▶ **What to produce**
All lines from the one with "Find the nose" to the end need to be copied exactly, with nothing before them.

▶ **Data for processing**
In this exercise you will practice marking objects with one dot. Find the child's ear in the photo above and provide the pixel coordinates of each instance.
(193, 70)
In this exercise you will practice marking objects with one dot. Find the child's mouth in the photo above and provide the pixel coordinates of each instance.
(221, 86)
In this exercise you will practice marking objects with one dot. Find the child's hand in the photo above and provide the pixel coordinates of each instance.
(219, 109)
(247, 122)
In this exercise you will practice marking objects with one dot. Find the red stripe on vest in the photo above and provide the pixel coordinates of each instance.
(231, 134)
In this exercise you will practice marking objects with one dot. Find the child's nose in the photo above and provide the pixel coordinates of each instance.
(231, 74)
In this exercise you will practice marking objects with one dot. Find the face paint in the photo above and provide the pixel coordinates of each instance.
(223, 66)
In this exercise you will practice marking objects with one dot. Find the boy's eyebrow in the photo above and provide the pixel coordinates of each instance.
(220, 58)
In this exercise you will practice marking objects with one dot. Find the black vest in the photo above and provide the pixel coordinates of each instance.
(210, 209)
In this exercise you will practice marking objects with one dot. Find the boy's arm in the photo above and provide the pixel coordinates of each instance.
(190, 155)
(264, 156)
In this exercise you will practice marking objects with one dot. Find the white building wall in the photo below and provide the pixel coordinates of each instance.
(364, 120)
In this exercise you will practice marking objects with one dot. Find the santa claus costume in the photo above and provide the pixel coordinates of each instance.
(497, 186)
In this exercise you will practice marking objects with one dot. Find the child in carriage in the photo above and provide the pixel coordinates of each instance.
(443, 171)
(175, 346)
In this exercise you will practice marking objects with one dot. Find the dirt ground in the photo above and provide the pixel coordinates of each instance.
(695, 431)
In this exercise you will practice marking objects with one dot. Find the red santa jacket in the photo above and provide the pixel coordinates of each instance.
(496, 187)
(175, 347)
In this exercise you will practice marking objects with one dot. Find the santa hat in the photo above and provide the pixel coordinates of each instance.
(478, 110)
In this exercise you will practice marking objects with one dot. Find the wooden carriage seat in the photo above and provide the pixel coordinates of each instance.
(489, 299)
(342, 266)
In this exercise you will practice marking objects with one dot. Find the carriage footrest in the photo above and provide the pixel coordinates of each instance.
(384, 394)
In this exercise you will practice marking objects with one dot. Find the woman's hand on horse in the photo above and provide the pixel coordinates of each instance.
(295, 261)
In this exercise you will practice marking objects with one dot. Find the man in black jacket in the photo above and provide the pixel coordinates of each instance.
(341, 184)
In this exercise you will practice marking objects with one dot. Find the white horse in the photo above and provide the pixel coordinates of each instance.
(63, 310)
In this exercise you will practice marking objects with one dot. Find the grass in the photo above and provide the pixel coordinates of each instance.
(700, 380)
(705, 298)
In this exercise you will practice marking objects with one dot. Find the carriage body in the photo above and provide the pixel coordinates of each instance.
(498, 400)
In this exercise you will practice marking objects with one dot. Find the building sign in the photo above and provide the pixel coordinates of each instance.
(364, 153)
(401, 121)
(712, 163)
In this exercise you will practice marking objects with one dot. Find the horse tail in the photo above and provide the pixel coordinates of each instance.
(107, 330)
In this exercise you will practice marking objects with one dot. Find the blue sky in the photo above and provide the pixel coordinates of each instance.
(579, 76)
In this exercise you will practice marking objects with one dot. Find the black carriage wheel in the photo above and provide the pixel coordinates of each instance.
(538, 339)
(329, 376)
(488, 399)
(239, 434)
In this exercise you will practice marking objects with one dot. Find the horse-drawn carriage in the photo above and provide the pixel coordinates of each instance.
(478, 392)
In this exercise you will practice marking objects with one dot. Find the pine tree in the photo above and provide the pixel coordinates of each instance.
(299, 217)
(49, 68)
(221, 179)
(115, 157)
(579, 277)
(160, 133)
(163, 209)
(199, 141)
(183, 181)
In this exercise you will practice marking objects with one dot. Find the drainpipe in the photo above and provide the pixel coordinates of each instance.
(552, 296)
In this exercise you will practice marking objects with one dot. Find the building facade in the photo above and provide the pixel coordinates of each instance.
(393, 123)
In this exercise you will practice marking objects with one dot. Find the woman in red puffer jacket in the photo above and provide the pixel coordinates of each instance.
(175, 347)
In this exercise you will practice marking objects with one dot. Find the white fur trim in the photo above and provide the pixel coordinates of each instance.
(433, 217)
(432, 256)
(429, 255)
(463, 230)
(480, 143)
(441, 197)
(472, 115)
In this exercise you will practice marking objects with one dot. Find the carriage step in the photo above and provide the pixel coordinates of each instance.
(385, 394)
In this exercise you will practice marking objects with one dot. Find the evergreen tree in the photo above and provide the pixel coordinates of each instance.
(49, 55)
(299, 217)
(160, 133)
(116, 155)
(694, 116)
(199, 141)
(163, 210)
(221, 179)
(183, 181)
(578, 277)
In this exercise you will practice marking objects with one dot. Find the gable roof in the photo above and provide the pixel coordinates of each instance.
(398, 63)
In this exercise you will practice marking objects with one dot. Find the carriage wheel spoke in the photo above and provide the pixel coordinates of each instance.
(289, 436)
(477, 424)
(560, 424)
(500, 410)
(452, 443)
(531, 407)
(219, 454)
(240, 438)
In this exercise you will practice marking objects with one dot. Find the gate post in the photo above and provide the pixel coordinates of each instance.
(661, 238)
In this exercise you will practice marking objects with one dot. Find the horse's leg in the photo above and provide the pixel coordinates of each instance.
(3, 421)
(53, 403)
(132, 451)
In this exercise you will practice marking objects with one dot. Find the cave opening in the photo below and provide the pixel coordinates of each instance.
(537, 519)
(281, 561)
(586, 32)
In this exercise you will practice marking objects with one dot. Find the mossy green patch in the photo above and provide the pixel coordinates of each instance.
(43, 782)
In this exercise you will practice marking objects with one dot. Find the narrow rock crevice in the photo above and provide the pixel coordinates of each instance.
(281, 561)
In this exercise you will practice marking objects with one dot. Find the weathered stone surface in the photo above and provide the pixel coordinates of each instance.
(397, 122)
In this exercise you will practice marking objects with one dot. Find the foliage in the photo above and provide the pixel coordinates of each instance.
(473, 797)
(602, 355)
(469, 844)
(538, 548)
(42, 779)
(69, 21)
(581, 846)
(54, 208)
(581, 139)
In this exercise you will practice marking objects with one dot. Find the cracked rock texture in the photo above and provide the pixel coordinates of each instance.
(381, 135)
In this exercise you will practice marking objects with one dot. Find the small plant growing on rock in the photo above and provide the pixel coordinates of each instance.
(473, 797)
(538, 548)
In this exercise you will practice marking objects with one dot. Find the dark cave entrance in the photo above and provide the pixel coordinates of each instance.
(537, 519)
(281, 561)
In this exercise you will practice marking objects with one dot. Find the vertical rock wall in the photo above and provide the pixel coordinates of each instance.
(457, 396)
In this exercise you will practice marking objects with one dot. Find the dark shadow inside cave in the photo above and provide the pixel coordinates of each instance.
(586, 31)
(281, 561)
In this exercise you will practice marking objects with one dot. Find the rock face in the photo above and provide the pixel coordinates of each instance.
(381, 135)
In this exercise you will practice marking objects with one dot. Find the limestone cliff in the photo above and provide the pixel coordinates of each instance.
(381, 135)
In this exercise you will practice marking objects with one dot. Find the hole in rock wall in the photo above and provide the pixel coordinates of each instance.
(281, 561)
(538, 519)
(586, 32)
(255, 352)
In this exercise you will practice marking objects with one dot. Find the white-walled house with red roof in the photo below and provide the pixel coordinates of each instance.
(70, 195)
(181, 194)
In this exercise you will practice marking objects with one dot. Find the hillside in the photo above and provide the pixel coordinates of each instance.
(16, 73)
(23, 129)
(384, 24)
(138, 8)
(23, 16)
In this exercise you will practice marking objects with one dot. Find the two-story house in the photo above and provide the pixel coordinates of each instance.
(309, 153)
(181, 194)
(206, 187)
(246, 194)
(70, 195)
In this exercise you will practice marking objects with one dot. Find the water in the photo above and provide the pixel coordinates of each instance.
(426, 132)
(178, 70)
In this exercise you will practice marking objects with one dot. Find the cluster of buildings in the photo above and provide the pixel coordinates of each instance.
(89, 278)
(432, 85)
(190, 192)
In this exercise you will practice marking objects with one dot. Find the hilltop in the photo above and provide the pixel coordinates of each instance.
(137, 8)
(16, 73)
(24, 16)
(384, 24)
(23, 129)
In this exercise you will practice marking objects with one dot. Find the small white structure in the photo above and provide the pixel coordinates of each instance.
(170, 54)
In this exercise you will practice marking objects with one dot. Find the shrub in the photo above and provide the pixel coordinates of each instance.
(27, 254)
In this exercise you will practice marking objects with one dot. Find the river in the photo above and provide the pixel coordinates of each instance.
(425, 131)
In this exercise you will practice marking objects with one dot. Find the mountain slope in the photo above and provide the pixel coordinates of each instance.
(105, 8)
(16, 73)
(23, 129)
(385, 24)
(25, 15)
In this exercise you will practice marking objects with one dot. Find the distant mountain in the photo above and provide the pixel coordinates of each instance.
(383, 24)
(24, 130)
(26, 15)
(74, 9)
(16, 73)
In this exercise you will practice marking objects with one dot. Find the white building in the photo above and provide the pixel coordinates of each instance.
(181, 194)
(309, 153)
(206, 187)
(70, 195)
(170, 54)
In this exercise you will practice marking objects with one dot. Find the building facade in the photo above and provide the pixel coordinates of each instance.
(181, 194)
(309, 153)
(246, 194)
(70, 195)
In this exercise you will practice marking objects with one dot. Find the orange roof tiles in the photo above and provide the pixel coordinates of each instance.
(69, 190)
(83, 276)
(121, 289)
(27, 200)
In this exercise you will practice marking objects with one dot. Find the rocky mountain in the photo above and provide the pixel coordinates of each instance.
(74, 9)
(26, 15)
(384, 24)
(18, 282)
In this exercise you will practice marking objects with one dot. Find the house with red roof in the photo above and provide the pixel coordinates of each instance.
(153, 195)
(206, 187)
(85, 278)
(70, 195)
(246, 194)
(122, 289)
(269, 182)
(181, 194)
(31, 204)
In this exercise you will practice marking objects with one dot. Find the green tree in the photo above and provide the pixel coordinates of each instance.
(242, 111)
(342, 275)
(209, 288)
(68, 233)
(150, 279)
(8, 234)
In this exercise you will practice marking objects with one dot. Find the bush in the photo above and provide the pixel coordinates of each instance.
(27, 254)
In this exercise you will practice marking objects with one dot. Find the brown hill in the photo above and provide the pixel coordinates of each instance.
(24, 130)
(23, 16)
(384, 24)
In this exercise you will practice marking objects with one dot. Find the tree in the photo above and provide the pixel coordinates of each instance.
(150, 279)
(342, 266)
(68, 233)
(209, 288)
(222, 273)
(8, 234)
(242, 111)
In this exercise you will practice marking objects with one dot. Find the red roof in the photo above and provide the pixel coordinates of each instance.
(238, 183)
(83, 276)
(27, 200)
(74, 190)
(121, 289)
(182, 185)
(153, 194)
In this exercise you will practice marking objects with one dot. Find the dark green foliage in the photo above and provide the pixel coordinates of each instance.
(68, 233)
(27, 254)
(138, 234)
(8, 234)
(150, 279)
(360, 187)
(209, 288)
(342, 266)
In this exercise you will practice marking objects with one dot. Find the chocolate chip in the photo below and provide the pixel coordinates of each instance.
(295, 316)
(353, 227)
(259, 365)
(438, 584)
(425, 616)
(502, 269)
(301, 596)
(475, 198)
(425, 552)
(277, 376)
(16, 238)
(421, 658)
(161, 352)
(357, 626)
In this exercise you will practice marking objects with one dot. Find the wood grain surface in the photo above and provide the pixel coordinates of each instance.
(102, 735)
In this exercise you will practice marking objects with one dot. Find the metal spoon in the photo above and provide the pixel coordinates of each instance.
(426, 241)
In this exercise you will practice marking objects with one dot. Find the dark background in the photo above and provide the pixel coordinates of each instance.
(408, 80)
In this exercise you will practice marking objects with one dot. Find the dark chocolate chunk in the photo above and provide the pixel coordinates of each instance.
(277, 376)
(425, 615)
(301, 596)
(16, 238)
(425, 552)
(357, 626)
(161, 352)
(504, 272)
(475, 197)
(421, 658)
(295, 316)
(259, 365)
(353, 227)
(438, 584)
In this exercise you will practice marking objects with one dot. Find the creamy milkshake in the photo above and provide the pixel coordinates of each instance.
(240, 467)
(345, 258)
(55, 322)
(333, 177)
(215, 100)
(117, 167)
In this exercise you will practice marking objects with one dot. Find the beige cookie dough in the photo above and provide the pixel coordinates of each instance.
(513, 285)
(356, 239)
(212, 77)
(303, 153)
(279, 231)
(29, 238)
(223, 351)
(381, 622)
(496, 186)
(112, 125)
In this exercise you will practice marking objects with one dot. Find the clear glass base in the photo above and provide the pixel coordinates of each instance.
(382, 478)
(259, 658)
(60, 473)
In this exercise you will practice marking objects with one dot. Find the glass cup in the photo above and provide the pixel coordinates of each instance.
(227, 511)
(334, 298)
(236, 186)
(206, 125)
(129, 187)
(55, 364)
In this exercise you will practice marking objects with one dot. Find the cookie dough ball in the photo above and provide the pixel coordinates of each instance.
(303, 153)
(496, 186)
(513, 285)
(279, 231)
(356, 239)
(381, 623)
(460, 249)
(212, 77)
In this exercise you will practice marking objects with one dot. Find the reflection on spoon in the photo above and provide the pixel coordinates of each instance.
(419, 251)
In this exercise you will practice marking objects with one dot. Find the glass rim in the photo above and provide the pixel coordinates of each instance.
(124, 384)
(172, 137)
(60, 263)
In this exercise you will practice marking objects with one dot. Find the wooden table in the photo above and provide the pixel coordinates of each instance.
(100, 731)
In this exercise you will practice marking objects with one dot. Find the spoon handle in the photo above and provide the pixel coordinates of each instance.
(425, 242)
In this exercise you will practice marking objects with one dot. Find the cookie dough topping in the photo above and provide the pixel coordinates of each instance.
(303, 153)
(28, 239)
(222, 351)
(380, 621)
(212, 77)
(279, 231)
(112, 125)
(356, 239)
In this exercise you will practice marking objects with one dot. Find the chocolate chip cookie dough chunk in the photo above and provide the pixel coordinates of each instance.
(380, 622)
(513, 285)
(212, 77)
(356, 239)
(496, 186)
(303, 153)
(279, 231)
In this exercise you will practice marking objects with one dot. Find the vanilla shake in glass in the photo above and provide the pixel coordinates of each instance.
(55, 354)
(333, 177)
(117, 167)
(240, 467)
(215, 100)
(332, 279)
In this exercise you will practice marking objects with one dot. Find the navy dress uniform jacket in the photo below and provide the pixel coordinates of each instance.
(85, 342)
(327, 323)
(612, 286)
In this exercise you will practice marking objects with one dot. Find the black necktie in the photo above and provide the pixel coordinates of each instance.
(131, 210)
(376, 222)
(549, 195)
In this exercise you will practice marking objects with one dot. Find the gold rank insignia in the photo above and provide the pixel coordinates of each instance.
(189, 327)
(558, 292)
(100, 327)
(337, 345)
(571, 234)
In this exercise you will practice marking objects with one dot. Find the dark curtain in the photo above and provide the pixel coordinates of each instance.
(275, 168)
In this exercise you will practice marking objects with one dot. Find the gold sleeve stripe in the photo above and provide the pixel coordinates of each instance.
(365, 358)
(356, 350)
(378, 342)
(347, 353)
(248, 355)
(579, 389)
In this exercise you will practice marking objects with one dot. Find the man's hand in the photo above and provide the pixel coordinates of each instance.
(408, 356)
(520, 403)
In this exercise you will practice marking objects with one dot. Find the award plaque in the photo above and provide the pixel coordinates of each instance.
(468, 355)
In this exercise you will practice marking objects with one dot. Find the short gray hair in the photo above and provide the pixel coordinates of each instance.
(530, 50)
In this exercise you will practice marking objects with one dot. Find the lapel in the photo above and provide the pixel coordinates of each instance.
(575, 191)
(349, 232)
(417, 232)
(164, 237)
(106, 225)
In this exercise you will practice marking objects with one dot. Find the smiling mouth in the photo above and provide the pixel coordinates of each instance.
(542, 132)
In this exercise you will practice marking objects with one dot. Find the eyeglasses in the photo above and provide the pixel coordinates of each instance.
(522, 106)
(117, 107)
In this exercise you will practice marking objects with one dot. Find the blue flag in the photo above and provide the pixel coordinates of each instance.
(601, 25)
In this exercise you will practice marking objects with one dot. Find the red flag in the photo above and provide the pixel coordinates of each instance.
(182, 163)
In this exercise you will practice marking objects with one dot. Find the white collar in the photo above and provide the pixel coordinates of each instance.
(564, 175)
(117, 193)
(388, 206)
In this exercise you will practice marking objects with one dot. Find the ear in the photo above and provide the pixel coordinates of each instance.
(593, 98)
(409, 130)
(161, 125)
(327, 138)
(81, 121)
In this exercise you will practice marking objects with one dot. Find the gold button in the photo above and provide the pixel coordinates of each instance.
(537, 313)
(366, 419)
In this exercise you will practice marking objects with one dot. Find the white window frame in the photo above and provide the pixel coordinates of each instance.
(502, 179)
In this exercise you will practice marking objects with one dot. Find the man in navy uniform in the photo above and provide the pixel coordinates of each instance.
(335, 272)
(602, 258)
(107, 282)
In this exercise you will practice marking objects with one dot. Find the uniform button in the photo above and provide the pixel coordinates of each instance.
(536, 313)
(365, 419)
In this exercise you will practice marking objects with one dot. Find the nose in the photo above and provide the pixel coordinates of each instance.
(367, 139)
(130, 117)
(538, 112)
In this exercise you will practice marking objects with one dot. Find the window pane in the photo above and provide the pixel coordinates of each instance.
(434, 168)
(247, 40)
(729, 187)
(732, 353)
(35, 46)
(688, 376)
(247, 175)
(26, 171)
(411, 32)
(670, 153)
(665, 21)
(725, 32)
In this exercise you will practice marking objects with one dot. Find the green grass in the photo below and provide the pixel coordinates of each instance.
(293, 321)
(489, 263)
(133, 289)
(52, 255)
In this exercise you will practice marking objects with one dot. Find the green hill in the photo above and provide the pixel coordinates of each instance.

▶ **Answer to this problem**
In this exercise you will practice marking objects with one dot. Find the nose in the photo above and provide the pixel coordinates of each instance.
(367, 139)
(130, 117)
(538, 112)
In this exercise you will practice marking objects with one dot. Find the window pane in the photo above and provide the pixel coordinates of each instance.
(434, 168)
(247, 40)
(729, 187)
(732, 353)
(35, 46)
(688, 376)
(247, 175)
(26, 171)
(411, 32)
(670, 153)
(665, 21)
(725, 32)
In this exercise you will practice marking objects with one dot. Find the green grass in the photo below and provide the pixel coordinates of each instance.
(293, 321)
(489, 263)
(133, 289)
(52, 255)
In this exercise you will practice marking objects with one dot. Find the green hill in the photo above and provide the pixel coordinates of each instance.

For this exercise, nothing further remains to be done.